What to do
Extract a passage from the forum thread about impact bits below, copying it word for word. Begin at the words "The robertson sheared" and stop after the words "(Dec 17, 2008)".

──────── Excerpted text

# Favorite/ best impact bits?



## mgb (Oct 31, 2008)

When dewalt first came out with their impact rated bits I picked up a r2 and a ph2.

The robertson sheared off in the 3rd 3" screw that I drove. What a joke.

Fyi, I've probably broken 3 bits in 10 years.


----------



## tccoggs (Dec 17, 2008)

I don't like to use holders/extensions with impacts, the tips always get stuck, which defeats the purpose.

I tried the shockwave and Dewalt Impact ready bits. The shockwaves are ok, the dewalts stunk. The #2 Philips had bent wings after just a few screws. I needs a few T25's the other day and the only decent thing they had were the dewalt flex torq, and so far those seem to be a big improvement over the impact ready bits.


----------



## Inner10 (Mar 12, 2009)

tccoggs said:


> I don't like to use holders/extensions with impacts, the tips always get stuck, which defeats the purpose.
> 
> I tried the shockwave and Dewalt Impact ready bits. The shockwaves are ok, the dewalts stunk. The #2 Philips had bent wings after just a few screws. I needs a few T25's the other day and the only decent thing they had were the dewalt flex torq, and so far those seem to be a big improvement over the impact ready bits.


Try a wera bit holder, they are magic.


----------



## Calidecks (Nov 19, 2011)

Inner10 said:


> Try a wera bit holder, they are magic.


Are the bits easy to remove yet don't pull out on their own after putting in a screw? If I could find one that can do that it certainly would be magic.


----------



## Inner10 (Mar 12, 2009)

Californiadecks said:


> Are the bits easy to remove yet don't pull out on their own after putting in a screw? If I could find one that can do that it certainly would be magic.

────────────────
──────── Supplied information

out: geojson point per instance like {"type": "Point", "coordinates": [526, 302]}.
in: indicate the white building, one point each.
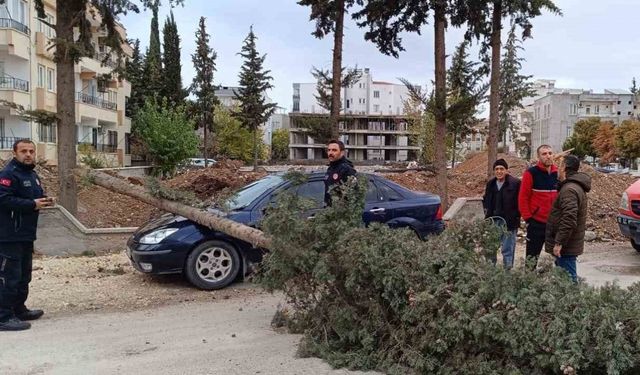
{"type": "Point", "coordinates": [556, 113]}
{"type": "Point", "coordinates": [28, 78]}
{"type": "Point", "coordinates": [373, 126]}
{"type": "Point", "coordinates": [226, 96]}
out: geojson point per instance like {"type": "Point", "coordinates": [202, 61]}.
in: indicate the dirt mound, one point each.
{"type": "Point", "coordinates": [468, 179]}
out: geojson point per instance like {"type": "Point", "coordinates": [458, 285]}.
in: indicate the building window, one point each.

────────────────

The reply
The robertson sheared off in the 3rd 3" screw that I drove. What a joke.

Fyi, I've probably broken 3 bits in 10 years.


----------



## tccoggs (Dec 17, 2008)